** Begin MATERIAL FOR THIS EXERCISE **
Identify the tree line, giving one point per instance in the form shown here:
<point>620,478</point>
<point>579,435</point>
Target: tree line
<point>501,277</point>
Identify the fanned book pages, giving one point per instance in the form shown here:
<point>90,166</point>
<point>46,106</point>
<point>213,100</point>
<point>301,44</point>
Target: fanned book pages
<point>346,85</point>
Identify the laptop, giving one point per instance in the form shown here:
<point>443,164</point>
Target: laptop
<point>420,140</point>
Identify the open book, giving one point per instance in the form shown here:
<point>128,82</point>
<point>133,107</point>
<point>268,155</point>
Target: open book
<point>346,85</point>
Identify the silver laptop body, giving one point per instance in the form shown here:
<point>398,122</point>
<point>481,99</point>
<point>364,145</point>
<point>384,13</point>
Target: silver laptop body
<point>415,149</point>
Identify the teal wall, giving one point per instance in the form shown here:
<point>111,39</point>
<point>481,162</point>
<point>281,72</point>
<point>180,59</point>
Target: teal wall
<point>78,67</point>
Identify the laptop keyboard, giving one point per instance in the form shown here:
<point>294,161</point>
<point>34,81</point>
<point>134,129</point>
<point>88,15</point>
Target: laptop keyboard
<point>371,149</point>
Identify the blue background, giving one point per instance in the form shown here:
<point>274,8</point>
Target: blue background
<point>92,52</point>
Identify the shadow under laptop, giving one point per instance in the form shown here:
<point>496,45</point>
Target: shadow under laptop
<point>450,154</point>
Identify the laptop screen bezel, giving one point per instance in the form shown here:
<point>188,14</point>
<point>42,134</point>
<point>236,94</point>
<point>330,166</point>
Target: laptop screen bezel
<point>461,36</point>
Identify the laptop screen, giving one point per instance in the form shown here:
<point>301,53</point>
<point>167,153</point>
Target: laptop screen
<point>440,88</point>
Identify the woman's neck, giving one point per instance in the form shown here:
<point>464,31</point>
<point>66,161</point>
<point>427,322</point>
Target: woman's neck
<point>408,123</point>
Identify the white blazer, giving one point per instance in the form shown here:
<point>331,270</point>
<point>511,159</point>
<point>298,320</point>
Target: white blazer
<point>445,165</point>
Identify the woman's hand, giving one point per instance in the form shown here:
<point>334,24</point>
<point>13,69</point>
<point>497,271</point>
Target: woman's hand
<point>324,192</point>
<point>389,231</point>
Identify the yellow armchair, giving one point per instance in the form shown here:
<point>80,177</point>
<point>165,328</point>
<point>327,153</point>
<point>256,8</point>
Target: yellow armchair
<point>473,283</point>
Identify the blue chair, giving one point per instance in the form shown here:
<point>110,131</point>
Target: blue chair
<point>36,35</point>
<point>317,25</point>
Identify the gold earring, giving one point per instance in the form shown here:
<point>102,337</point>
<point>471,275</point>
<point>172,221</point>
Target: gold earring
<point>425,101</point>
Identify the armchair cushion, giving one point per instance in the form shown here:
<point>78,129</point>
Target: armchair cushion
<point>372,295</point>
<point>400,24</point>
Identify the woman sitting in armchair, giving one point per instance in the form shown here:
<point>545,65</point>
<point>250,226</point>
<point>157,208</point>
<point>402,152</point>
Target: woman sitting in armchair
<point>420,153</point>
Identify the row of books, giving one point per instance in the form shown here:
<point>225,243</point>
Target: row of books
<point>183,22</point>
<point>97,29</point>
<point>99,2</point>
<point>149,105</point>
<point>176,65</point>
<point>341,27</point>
** End MATERIAL FOR THIS EXERCISE **
_EXERCISE REQUIREMENTS:_ Rescale the stretch of the listing from the line that contains "Identify the laptop keyboard, giving" through the line that contains "<point>317,25</point>", and reproduce all of those lines, requests included. Multiply each coordinate in the answer points by 1.55 and round it to a whole number, with halves rounded up. Leave the requests and their sample points unchanged.

_WRITTEN REPLY:_
Identify the laptop keyboard, giving one point per instance in the form shown here:
<point>294,161</point>
<point>34,81</point>
<point>134,129</point>
<point>88,15</point>
Target: laptop keyboard
<point>575,231</point>
Identify the blue background, giving one point per instance in the form shown here:
<point>274,8</point>
Target: blue background
<point>143,81</point>
Identify the shadow under laptop, giving one point per instance in the form shown here:
<point>496,45</point>
Target: shadow under laptop
<point>698,239</point>
Identify the laptop screen bezel, giving one point per instance in the form shown here:
<point>188,14</point>
<point>42,134</point>
<point>236,94</point>
<point>330,166</point>
Target: laptop screen bezel
<point>715,56</point>
Identify the laptop screen, giving one point per instance in the form shown here:
<point>301,53</point>
<point>167,153</point>
Target: laptop screen
<point>682,136</point>
Identify the woman's neck, giving one point per instance in the form shown here:
<point>464,31</point>
<point>66,161</point>
<point>427,322</point>
Target: woman's neck
<point>632,191</point>
Identify the white blazer, giving one point per instance in the form shown here:
<point>331,270</point>
<point>511,159</point>
<point>298,320</point>
Target: white blazer
<point>690,256</point>
Identify the woman's hand, giving one point per instance in the form shown here:
<point>334,24</point>
<point>13,69</point>
<point>497,271</point>
Target: woman's hand
<point>502,298</point>
<point>603,358</point>
Identify the yellow armchair, giving one point per instance in the form shown here:
<point>80,177</point>
<point>165,328</point>
<point>327,153</point>
<point>256,8</point>
Target: yellow armchair
<point>733,439</point>
Identify the blue chair, giving one point per instance in the form shown here:
<point>110,131</point>
Target: blue chair
<point>56,54</point>
<point>491,39</point>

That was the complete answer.